根据下面的文段回答:
1. CPU利用率低的主要原因是什么?
2. Linux内核线程调度模块的调试接口在哪个目录下?
3. sched_switch tracepoint 位于内核的哪个文件中?

#### 给定文段:
------------------------------------------------------------

当发现程序运行性能比较差,同时CPU利用率又低.那么说明CPU不是影响性能的因素.
那CPU利用率低,主要原因是因为软件出现了等待并退出线程执行进入睡眠状态.
同理,对于软件本应该在预计时间内完成的某个事务,却消耗了超过预期的时间,同时CPU使用率正常(非100%),那么需要定位是否有软件出现了等待并退出线程执行进入睡眠状态.
那么如何抓取到所有的线程等待事件呢? 如下所示:
首先, Linux内核线程调度模块暴露了调试接口如下:
ls /sys/kernel/debug/tracing/events/sched
enable
filter
sched_kthread_stop
sched_kthread_stop_ret
sched_migrate_task
sched_move_numa
sched_pi_setprio
sched_process_exec
sched_process_exit
sched_process_fork
sched_process_free
sched_process_hang
sched_process_wait
sched_stat_blocked
sched_stat_iowait
sched_stat_runtime
sched_stat_sleep
sched_stat_wait
sched_stick_numa
sched_swap_numa
sched_switch
sched_wait_task
sched_wake_idle_without_ipi
sched_wakeup
sched_wakeup_new
sched_waking
在内核include/trace/events/sched.h中,有sched_switch tracepoint
/*
* Tracepoint for task switches, performed by the scheduler:
*/
TRACE_EVENT(sched_switch,
TP_PROTO(bool preempt,
struct task_struct *prev,
struct task_struct *next,
unsigned int prev_state),
TP_ARGS(preempt, prev, next, prev_state),
TP_STRUCT__entry(
__array( char, prev_comm, TASK_COMM_LEN )
__field( pid_t, prev_pid )

------------------------------------------------------------

#### 记录:
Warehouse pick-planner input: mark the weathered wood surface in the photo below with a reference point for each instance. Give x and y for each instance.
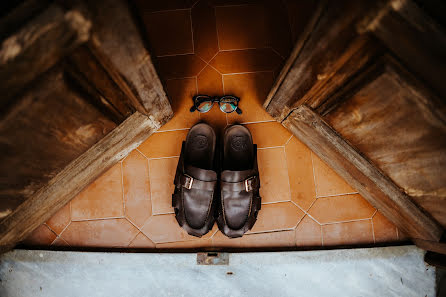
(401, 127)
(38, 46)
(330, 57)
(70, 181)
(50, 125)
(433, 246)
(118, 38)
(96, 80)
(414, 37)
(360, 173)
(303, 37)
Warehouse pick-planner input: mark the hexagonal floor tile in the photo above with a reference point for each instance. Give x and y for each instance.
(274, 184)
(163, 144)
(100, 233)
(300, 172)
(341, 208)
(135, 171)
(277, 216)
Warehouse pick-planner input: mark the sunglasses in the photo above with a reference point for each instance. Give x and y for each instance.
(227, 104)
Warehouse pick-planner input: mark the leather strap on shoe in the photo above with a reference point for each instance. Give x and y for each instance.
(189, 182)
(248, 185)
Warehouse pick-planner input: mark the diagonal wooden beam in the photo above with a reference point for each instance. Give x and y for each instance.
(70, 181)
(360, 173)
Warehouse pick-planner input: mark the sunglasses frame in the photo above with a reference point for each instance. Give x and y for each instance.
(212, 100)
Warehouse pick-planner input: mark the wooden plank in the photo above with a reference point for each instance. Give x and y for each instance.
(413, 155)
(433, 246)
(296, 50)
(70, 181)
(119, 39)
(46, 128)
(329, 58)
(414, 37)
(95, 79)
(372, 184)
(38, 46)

------------------------------------------------------------

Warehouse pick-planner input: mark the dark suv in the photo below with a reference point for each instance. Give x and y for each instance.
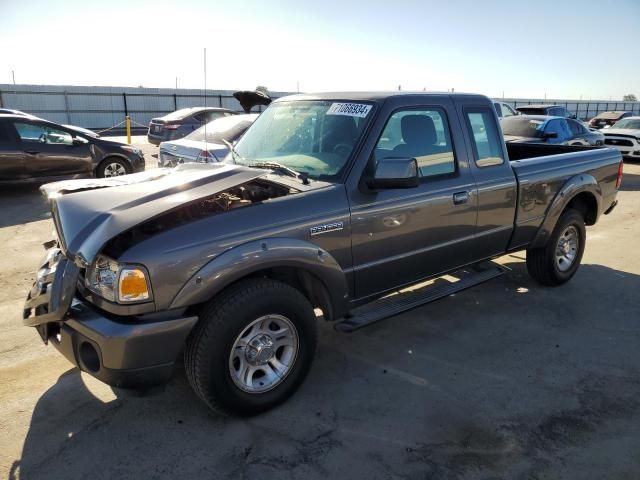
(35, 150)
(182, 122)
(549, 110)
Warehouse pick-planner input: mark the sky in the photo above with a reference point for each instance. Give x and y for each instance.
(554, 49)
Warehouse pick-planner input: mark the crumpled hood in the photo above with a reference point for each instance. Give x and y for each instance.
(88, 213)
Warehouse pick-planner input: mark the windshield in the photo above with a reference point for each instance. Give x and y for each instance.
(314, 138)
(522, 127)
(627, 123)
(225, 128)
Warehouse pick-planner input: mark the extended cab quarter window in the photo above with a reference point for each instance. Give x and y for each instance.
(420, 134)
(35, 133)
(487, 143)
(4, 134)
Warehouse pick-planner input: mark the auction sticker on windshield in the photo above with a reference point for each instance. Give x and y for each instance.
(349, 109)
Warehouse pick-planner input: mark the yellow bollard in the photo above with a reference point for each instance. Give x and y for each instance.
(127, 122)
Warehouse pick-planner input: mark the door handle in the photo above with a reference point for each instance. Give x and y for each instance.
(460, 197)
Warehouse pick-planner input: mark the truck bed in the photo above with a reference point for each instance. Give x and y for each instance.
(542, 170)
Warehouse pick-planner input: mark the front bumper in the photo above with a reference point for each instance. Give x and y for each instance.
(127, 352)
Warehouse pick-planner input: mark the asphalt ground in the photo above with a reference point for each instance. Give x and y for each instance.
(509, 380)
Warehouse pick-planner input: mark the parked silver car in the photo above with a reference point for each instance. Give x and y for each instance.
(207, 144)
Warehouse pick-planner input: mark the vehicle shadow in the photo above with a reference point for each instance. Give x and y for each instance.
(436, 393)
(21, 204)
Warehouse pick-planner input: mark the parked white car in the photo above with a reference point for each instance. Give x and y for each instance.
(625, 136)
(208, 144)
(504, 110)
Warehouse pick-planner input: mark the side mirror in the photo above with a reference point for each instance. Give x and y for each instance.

------------------------------------------------------------

#### 练习解答:
1. 软件出现了等待并退出线程执行进入睡眠状态。
2. /sys/kernel/debug/tracing/events/sched
3. include/trace/events/sched.h